Dataset records start
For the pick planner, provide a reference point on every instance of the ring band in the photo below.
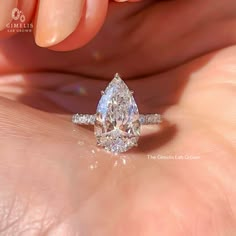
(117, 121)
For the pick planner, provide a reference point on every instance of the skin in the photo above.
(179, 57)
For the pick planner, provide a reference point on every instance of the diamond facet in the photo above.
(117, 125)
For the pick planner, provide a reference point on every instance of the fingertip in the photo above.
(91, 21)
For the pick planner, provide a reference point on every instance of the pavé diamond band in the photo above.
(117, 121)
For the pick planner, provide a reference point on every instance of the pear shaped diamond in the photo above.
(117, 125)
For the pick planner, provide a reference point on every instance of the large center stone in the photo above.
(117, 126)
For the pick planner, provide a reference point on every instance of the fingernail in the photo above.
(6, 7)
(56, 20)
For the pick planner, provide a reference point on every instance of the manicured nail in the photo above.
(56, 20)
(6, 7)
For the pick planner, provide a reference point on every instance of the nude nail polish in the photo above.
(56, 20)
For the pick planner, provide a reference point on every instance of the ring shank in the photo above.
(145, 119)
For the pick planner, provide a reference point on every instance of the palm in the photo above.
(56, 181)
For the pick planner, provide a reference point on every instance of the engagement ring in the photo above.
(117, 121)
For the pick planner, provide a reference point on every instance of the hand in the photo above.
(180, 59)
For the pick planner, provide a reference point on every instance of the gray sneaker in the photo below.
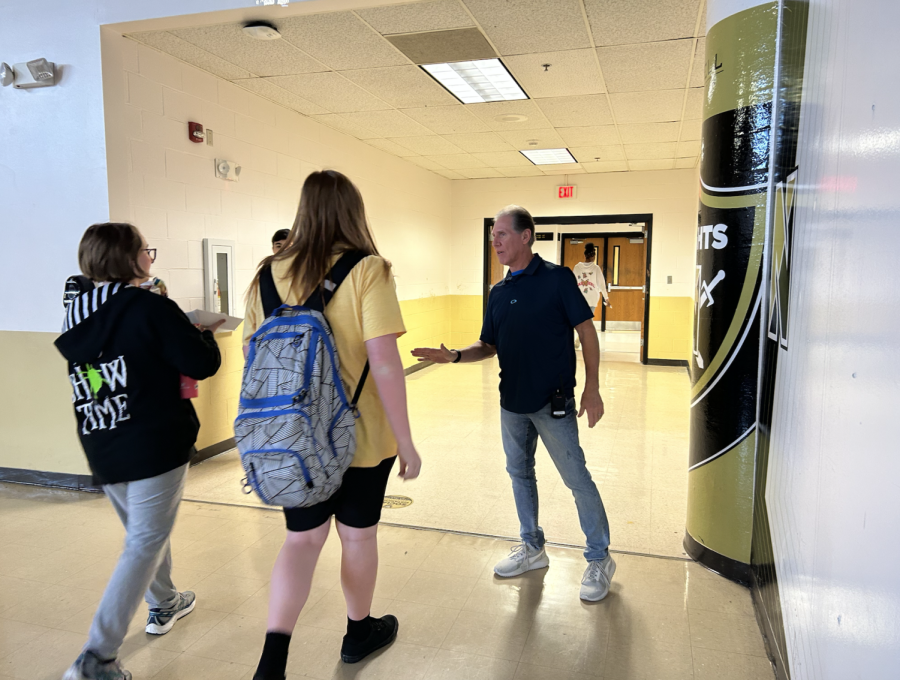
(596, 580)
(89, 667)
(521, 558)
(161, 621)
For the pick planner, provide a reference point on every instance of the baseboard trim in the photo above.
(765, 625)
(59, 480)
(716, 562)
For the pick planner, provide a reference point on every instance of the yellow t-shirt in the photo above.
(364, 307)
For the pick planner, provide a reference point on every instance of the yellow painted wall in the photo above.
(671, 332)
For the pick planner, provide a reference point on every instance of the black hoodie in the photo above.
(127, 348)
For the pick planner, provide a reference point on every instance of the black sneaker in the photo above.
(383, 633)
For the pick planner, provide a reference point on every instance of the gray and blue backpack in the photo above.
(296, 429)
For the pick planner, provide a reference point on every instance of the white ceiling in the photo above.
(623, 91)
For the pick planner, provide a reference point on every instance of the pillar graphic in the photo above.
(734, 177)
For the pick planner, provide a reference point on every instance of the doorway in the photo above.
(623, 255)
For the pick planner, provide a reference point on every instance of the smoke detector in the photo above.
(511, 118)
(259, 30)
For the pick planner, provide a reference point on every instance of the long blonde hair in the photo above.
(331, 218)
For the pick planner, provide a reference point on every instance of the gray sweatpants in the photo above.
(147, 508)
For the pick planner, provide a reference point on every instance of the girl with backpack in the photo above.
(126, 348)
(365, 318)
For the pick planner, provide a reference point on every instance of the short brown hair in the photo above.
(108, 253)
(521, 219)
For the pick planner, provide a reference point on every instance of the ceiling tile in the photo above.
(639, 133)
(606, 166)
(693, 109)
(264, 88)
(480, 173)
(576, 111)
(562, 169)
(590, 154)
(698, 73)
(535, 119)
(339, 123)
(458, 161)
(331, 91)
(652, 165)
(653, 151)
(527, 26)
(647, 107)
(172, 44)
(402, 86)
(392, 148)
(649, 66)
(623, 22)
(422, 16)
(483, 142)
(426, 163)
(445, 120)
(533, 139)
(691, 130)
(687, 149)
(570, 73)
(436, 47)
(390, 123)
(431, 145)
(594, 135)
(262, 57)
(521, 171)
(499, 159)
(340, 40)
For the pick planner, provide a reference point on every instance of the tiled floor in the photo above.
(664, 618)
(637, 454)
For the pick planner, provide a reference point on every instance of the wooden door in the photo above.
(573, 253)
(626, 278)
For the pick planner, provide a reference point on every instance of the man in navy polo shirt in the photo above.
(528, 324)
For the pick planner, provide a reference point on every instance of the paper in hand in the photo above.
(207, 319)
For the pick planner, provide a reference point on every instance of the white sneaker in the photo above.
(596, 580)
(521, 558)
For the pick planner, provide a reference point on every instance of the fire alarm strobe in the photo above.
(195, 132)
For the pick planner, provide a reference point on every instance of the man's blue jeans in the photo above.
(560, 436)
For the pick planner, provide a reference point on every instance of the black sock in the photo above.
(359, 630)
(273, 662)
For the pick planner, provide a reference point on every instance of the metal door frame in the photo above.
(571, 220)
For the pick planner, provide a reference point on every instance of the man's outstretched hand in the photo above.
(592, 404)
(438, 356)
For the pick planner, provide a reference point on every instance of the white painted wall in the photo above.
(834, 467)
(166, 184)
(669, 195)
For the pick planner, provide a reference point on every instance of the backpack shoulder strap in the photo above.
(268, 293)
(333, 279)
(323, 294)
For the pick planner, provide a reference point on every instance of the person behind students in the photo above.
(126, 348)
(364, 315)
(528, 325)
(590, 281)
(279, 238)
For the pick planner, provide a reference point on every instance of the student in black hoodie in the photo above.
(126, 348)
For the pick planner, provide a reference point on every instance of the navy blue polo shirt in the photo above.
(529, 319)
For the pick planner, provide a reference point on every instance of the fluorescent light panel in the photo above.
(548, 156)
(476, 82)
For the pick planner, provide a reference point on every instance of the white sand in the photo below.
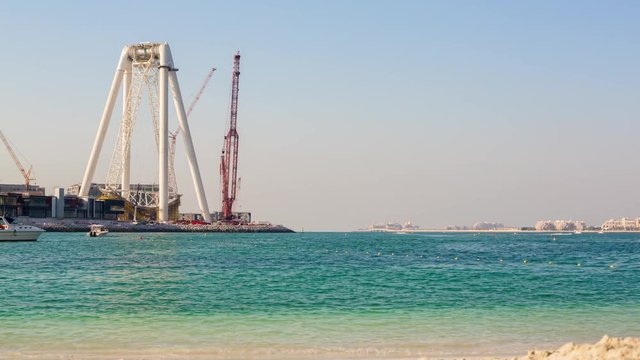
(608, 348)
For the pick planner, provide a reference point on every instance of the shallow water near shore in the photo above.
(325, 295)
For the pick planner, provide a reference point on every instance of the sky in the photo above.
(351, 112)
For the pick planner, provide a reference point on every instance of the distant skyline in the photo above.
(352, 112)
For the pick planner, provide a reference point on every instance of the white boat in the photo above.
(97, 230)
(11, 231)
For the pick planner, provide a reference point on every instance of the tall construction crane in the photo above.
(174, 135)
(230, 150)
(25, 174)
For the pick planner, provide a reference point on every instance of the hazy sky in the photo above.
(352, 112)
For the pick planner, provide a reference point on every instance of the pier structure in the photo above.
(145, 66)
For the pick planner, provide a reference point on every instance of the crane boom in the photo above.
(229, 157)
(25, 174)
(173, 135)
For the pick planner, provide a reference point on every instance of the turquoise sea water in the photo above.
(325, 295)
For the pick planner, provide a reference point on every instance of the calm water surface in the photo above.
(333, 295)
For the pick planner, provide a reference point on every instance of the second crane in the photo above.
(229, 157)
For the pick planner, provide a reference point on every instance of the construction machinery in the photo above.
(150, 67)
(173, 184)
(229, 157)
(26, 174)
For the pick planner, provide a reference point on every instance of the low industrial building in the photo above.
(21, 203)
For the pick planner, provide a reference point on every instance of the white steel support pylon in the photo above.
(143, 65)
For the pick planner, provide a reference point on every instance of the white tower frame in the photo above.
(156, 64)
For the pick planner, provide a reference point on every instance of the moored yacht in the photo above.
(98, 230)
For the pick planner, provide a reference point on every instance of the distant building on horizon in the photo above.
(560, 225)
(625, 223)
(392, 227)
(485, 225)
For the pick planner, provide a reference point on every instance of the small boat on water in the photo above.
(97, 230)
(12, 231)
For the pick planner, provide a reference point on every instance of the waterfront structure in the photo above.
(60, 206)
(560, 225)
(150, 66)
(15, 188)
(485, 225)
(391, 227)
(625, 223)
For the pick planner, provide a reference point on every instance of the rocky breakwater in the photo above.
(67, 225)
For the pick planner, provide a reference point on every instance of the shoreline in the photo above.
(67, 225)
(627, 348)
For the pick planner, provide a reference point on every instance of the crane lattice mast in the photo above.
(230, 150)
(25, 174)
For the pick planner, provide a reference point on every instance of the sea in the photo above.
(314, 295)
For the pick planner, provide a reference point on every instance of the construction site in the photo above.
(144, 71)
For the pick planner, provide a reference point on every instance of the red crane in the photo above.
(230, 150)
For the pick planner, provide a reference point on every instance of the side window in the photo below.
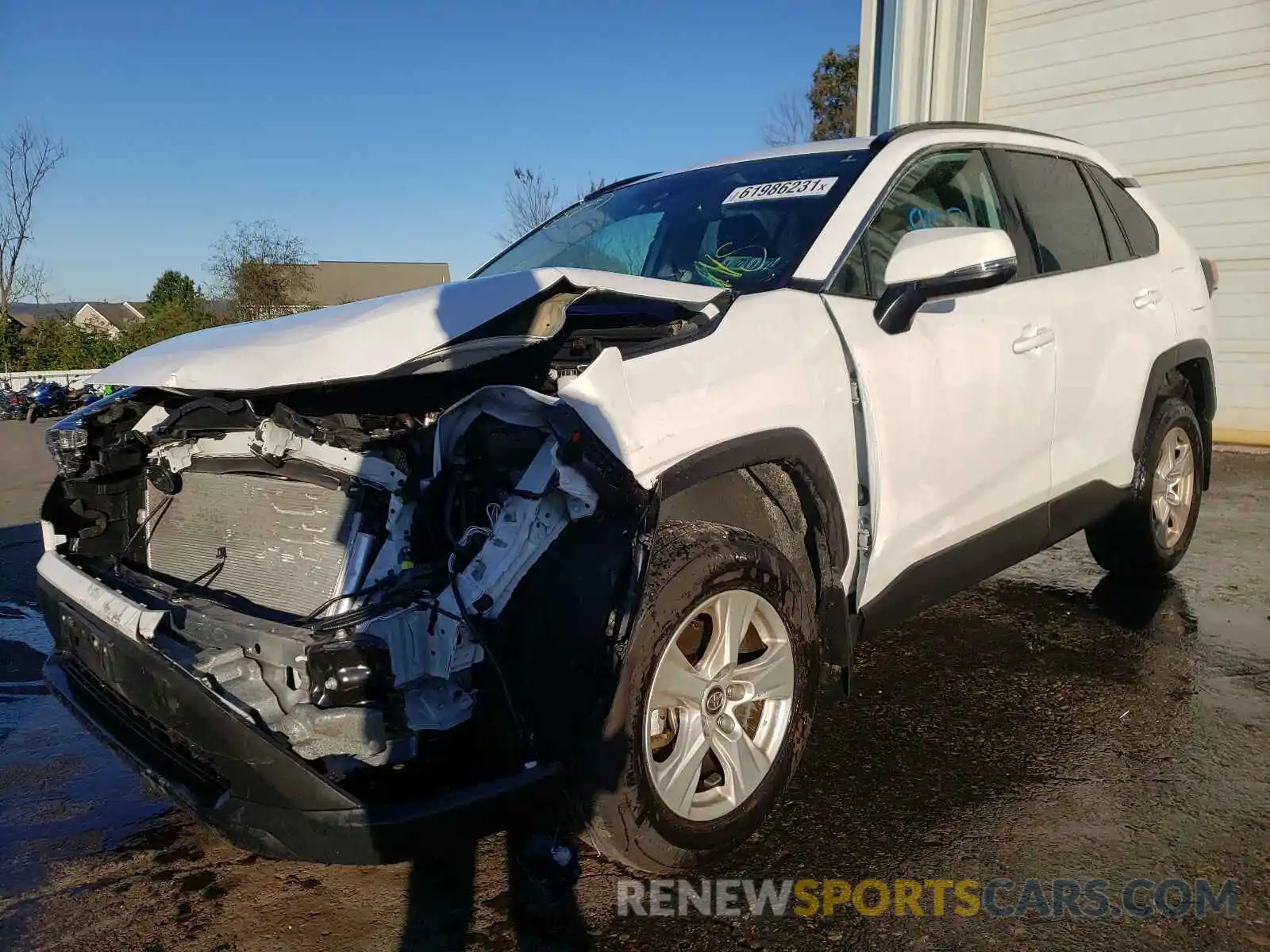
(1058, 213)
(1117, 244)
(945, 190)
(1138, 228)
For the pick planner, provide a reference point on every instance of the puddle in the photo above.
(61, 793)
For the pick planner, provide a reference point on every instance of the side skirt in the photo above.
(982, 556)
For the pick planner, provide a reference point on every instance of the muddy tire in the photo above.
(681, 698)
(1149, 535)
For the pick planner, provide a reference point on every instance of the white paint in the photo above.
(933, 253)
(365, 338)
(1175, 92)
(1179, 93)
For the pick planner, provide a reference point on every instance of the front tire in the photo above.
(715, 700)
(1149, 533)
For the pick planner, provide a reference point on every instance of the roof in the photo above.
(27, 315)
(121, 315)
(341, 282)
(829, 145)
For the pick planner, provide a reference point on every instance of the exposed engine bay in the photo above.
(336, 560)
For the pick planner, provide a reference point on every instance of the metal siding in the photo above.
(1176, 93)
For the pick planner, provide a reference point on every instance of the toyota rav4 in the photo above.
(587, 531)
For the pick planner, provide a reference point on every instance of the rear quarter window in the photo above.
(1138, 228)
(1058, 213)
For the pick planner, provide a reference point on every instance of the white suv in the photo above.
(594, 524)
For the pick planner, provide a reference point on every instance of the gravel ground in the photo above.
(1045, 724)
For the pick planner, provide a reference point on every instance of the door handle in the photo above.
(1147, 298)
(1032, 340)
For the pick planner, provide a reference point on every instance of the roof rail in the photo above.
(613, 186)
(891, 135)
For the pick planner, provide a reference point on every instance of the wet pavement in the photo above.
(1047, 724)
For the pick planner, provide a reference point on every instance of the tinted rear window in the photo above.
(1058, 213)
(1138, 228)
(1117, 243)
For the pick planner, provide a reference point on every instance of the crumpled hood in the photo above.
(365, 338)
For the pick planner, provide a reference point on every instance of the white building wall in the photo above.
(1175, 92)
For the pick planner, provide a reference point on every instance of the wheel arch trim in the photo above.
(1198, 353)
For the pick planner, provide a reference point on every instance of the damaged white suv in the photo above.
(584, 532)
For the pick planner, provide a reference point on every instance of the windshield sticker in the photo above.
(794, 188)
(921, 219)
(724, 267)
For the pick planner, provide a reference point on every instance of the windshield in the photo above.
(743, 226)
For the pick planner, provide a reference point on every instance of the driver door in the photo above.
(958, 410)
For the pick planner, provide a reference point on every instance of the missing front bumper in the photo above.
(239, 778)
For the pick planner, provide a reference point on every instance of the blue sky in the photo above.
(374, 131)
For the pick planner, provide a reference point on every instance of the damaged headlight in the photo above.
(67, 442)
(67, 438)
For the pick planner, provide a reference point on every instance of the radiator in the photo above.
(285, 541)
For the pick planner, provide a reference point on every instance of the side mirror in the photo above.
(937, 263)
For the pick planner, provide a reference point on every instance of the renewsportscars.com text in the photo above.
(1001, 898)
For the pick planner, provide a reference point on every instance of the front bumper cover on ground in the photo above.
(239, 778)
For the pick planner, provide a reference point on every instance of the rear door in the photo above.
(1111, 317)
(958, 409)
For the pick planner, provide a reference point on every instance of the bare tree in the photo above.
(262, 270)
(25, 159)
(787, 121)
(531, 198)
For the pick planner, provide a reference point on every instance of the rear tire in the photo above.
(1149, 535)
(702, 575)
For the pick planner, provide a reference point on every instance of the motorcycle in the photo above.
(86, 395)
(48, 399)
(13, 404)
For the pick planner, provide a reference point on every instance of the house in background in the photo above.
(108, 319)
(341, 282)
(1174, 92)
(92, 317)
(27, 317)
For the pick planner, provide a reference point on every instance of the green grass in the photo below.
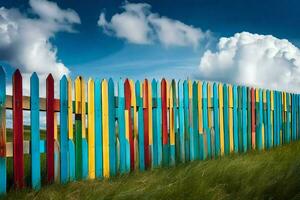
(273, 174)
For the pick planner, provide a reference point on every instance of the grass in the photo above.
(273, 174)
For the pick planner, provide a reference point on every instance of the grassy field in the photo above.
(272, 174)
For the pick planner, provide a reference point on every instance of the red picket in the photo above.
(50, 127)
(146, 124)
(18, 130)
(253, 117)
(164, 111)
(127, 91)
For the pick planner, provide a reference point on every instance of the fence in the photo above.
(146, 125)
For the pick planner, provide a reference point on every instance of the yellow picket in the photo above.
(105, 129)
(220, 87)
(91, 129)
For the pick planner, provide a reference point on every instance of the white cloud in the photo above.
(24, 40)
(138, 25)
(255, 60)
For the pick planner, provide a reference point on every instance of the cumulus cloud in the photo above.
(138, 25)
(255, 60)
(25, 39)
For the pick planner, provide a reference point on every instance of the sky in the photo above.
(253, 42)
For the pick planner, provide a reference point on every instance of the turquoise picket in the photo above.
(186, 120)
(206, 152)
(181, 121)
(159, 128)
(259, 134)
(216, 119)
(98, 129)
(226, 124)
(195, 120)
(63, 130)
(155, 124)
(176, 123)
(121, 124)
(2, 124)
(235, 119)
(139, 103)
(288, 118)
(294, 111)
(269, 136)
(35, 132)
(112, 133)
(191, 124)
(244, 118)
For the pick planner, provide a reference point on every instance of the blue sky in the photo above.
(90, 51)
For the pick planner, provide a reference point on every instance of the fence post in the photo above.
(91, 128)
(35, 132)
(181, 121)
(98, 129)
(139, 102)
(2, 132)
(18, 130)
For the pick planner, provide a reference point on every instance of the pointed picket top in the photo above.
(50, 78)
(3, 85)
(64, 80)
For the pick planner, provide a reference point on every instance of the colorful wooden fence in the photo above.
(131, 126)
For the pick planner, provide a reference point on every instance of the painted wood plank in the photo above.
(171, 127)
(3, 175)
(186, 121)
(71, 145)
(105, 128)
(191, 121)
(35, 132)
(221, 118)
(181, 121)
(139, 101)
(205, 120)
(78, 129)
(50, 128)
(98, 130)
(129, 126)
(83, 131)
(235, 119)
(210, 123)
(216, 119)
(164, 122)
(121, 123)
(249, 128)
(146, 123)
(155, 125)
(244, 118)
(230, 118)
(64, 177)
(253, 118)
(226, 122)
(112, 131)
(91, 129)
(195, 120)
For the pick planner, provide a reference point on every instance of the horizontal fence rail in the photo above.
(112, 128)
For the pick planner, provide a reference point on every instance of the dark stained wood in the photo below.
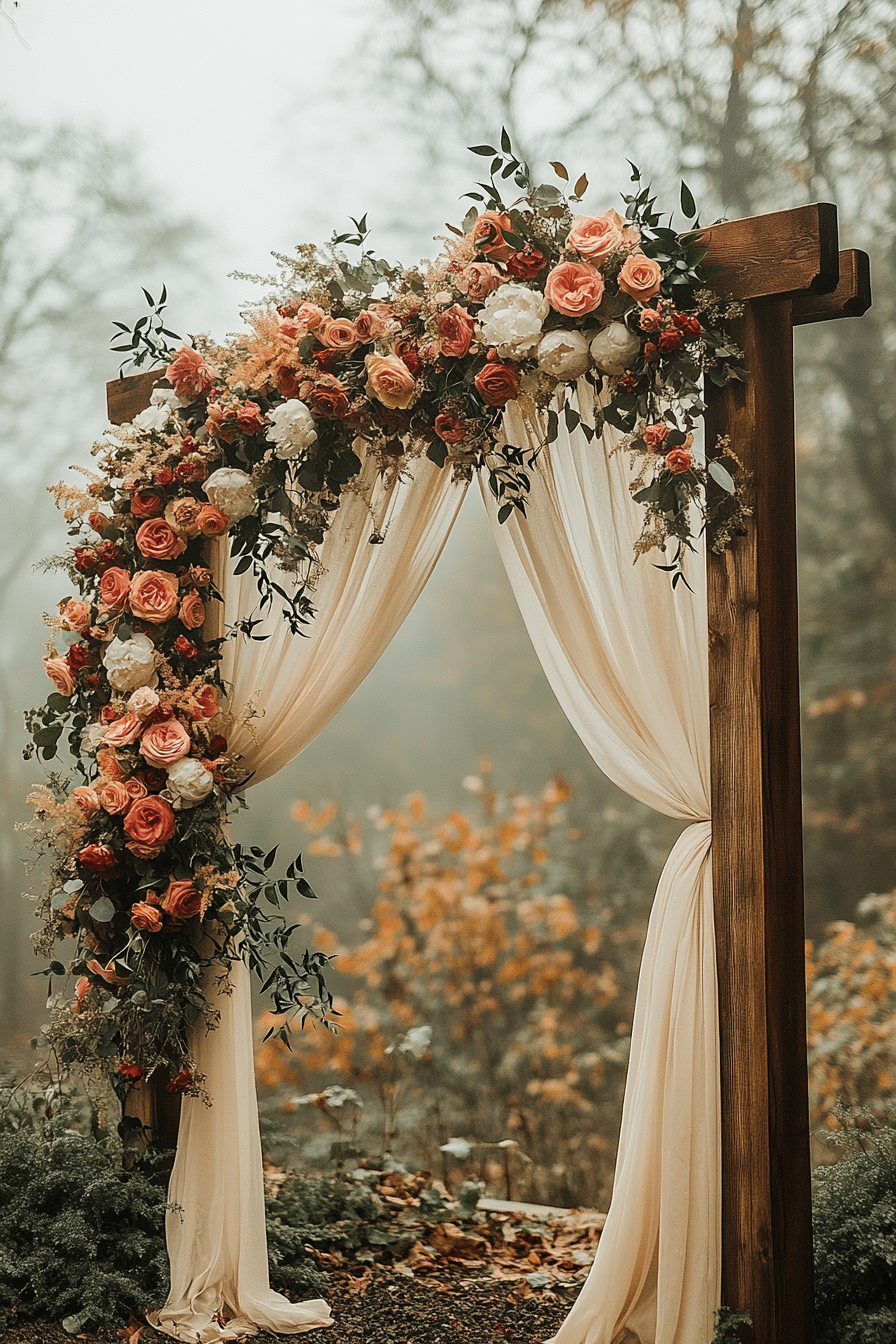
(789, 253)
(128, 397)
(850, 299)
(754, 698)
Dataset records end
**Challenge**
Leave out the pictures, and please output only the lines from the line that contains "post in the photo above." through the end of the data, both ends included.

**Answer to this task**
For the pick planner, provide a reference point on every instance of the fence post in the photo above.
(91, 128)
(35, 132)
(181, 121)
(98, 129)
(139, 102)
(2, 132)
(18, 130)
For the pick planner, provide a reference point on every instance of the pointed picket top in the photo above.
(50, 78)
(3, 85)
(64, 80)
For the pick planner, provide a reference point on every instance of the colorful wooden fence in the photo above.
(131, 126)
For the pick planner, provide a reference point on every instance of the painted wood plank in the photo above.
(171, 127)
(3, 175)
(186, 121)
(71, 145)
(105, 128)
(191, 121)
(35, 132)
(221, 118)
(181, 121)
(139, 101)
(205, 120)
(78, 129)
(50, 128)
(98, 130)
(129, 126)
(83, 131)
(235, 119)
(210, 123)
(216, 119)
(164, 122)
(121, 123)
(249, 128)
(146, 123)
(155, 125)
(244, 118)
(230, 118)
(64, 177)
(253, 118)
(226, 122)
(112, 131)
(91, 129)
(195, 120)
For the pick planner, provide a reference point on every instance of the horizontal fence rail in the photo above.
(112, 128)
For the pick planner, provide a reference point on every instance of the dark stained wood in the photo below.
(789, 253)
(128, 397)
(850, 299)
(754, 698)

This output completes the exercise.